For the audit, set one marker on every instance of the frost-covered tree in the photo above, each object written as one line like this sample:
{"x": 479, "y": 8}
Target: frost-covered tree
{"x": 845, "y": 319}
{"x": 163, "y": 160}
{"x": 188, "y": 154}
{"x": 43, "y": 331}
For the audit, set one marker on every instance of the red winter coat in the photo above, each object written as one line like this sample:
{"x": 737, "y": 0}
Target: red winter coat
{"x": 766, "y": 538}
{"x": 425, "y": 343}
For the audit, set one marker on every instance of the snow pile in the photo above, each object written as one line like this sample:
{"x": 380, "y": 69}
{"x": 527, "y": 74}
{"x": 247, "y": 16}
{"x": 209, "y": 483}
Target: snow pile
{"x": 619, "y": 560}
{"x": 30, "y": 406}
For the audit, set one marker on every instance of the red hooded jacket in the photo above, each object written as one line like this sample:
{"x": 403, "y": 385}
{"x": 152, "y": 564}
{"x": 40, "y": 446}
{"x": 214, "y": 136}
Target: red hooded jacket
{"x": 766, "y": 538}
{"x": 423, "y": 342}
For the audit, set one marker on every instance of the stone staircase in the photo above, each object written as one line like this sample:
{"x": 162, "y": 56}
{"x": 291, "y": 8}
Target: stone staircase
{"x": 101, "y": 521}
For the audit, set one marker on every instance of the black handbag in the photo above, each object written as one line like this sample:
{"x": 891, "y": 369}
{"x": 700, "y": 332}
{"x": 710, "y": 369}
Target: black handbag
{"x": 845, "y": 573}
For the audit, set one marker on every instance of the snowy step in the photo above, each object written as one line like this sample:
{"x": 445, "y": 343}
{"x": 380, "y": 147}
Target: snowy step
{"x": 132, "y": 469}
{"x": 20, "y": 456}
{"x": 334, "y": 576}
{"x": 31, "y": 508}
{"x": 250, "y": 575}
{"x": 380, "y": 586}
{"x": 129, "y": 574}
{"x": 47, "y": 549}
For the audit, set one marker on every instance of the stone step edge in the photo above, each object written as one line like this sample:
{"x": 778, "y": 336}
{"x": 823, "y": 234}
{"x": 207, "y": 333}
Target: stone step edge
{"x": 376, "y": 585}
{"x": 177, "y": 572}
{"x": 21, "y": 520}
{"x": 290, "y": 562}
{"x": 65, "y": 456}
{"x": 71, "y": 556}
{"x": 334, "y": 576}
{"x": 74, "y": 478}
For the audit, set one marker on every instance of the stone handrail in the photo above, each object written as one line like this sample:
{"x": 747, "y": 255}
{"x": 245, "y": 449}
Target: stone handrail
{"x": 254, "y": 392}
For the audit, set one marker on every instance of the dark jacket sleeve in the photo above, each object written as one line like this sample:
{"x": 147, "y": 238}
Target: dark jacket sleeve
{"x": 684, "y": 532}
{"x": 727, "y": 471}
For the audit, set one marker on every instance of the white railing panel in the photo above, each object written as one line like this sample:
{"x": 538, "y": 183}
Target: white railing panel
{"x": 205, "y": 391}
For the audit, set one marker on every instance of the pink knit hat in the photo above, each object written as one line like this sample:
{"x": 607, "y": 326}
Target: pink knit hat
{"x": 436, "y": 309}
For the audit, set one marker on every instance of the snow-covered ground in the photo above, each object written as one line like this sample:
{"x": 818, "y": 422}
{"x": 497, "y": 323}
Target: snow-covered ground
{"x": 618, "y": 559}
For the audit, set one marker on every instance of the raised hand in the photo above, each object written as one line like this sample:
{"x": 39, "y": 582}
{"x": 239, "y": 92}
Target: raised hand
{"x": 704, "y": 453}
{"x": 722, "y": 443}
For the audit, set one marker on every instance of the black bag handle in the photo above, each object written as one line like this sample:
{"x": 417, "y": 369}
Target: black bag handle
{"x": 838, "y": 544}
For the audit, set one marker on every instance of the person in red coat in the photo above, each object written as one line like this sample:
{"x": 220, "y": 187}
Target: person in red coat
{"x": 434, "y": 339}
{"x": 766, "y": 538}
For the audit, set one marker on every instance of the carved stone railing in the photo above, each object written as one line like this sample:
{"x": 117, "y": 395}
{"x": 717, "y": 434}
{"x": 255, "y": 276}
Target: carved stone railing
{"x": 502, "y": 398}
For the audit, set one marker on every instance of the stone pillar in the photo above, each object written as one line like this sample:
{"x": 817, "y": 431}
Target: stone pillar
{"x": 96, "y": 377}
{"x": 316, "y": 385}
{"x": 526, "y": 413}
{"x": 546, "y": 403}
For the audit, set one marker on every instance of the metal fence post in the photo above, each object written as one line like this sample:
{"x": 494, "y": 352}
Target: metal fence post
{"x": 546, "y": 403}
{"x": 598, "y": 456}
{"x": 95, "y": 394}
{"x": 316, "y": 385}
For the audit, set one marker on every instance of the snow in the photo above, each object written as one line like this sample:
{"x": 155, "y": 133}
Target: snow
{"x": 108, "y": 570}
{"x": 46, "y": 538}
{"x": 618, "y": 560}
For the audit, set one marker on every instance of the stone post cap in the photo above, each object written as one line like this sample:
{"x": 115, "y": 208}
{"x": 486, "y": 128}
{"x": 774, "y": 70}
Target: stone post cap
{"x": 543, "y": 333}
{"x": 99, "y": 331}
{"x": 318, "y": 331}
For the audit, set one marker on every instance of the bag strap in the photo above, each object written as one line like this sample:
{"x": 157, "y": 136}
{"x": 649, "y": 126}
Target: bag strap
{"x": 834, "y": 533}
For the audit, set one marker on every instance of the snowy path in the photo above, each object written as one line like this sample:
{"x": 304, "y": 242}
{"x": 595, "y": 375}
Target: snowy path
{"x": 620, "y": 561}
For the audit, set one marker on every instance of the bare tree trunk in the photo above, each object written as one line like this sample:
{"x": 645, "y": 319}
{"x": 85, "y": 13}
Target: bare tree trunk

**HOW TO COMPLETE THIS TASK**
The data above must be restated word for word.

**ANSWER SPACE**
For the audit, set one marker on every instance of the frost-covered tree in the photo above, each object written as one line like this sample:
{"x": 479, "y": 8}
Target: frost-covered tree
{"x": 845, "y": 319}
{"x": 163, "y": 160}
{"x": 188, "y": 154}
{"x": 43, "y": 331}
For the audit, set one marker on every instance of the red winter coat in the photo above, each object written as one line like this sample:
{"x": 737, "y": 0}
Target: red winter coat
{"x": 766, "y": 538}
{"x": 425, "y": 343}
For the audit, set one marker on every instance of the snow pile in the photo above, each object written as one line like this sample:
{"x": 380, "y": 69}
{"x": 527, "y": 74}
{"x": 247, "y": 16}
{"x": 209, "y": 483}
Target: snow pile
{"x": 619, "y": 560}
{"x": 30, "y": 406}
For the audit, set one marker on every instance of the red hooded jacket in the photo above, each object written as one line like this sample:
{"x": 403, "y": 385}
{"x": 152, "y": 564}
{"x": 40, "y": 446}
{"x": 214, "y": 136}
Target: red hooded jacket
{"x": 766, "y": 538}
{"x": 423, "y": 342}
For the audit, set one marker on every instance of the stone staircase in the photo above, each object written as one line like this sample:
{"x": 162, "y": 56}
{"x": 291, "y": 8}
Target: stone staircase
{"x": 101, "y": 521}
For the audit, set one marker on every instance of the black handbag in the photo above, each object written as one line like this sample:
{"x": 891, "y": 369}
{"x": 700, "y": 332}
{"x": 710, "y": 369}
Target: black handbag
{"x": 845, "y": 573}
For the audit, set one marker on every instance of the snowy step in the photo above, each object written as one line like this sample:
{"x": 445, "y": 343}
{"x": 380, "y": 147}
Target: snowy step
{"x": 132, "y": 469}
{"x": 20, "y": 456}
{"x": 334, "y": 576}
{"x": 31, "y": 508}
{"x": 250, "y": 575}
{"x": 380, "y": 586}
{"x": 129, "y": 574}
{"x": 47, "y": 549}
For the audit, set one marker on every instance of the stone step edge in the photo above, each object written as one line like this sample:
{"x": 778, "y": 336}
{"x": 823, "y": 234}
{"x": 207, "y": 333}
Target: stone step edge
{"x": 376, "y": 585}
{"x": 177, "y": 572}
{"x": 21, "y": 520}
{"x": 290, "y": 562}
{"x": 65, "y": 456}
{"x": 71, "y": 556}
{"x": 334, "y": 576}
{"x": 74, "y": 478}
For the audit, set one marker on every instance of the stone handrail in the photo above, each object written as one line like this sample:
{"x": 747, "y": 255}
{"x": 245, "y": 449}
Target: stone handrail
{"x": 254, "y": 392}
For the audit, set one marker on every instance of the dark jacket sleeve in the photo above, each object written as one line like this sample:
{"x": 147, "y": 238}
Target: dark jacket sleeve
{"x": 684, "y": 532}
{"x": 727, "y": 471}
For the audit, set one marker on every instance of the white railing panel in the photo above, each object written as one line like this sample:
{"x": 538, "y": 183}
Target: white railing panel
{"x": 205, "y": 391}
For the audit, set one marker on every instance of the pink knit hat in the photo above, each object written as one line like this sample:
{"x": 607, "y": 326}
Target: pink knit hat
{"x": 436, "y": 309}
For the audit, set one marker on every instance of the snow-covered ground in the photo above, each object written as one line like this sample:
{"x": 818, "y": 422}
{"x": 497, "y": 323}
Target: snow-covered ground
{"x": 618, "y": 559}
For the audit, set one marker on every instance of the raised hand in the photo above, each object written as one line like this sample:
{"x": 39, "y": 582}
{"x": 239, "y": 92}
Target: raised hand
{"x": 704, "y": 453}
{"x": 722, "y": 443}
For the audit, set one marker on every instance of the black bag handle in the photo above, each object written as one line like this sample:
{"x": 417, "y": 369}
Target: black bag handle
{"x": 838, "y": 544}
For the audit, set one marker on every instance of the person in red coat in the photo above, each object written as one line like this sample:
{"x": 220, "y": 187}
Target: person in red coat
{"x": 434, "y": 339}
{"x": 766, "y": 538}
For the audit, set one marker on every instance of the carved stone railing in the photo above, each object written as one line like this sample:
{"x": 117, "y": 395}
{"x": 717, "y": 434}
{"x": 255, "y": 276}
Target: carved stone railing
{"x": 502, "y": 398}
For the audit, set one marker on every instance of the stone pillar in the photo above, each object written as one line like this sample:
{"x": 817, "y": 431}
Target: stone pillar
{"x": 96, "y": 377}
{"x": 316, "y": 385}
{"x": 526, "y": 413}
{"x": 546, "y": 403}
For the audit, set one marker on every instance of the metal fence post in the photo above, each object written as one line like this sample:
{"x": 494, "y": 352}
Target: metal fence post
{"x": 546, "y": 403}
{"x": 598, "y": 456}
{"x": 95, "y": 394}
{"x": 316, "y": 385}
For the audit, set one marker on every instance of the snow in the photo above, each object written as one line like this sample:
{"x": 155, "y": 133}
Target: snow
{"x": 108, "y": 570}
{"x": 46, "y": 538}
{"x": 618, "y": 560}
For the audit, set one marker on every instance of the stone post cap in the photo above, each object written as one line like this sample:
{"x": 115, "y": 208}
{"x": 486, "y": 128}
{"x": 774, "y": 70}
Target: stone post cap
{"x": 543, "y": 333}
{"x": 99, "y": 331}
{"x": 318, "y": 331}
For the audit, set one marker on every instance of the bag strap in the photo above, each object written as one line like this sample:
{"x": 157, "y": 136}
{"x": 649, "y": 126}
Target: bag strap
{"x": 834, "y": 533}
For the audit, set one marker on every instance of the snowy path in the photo above, each object written as one line like this sample:
{"x": 304, "y": 242}
{"x": 595, "y": 375}
Target: snowy path
{"x": 620, "y": 561}
For the audit, set one marker on every instance of the bare tree trunk in the photo above, each object written as one line like this sample:
{"x": 645, "y": 319}
{"x": 85, "y": 13}
Target: bare tree trunk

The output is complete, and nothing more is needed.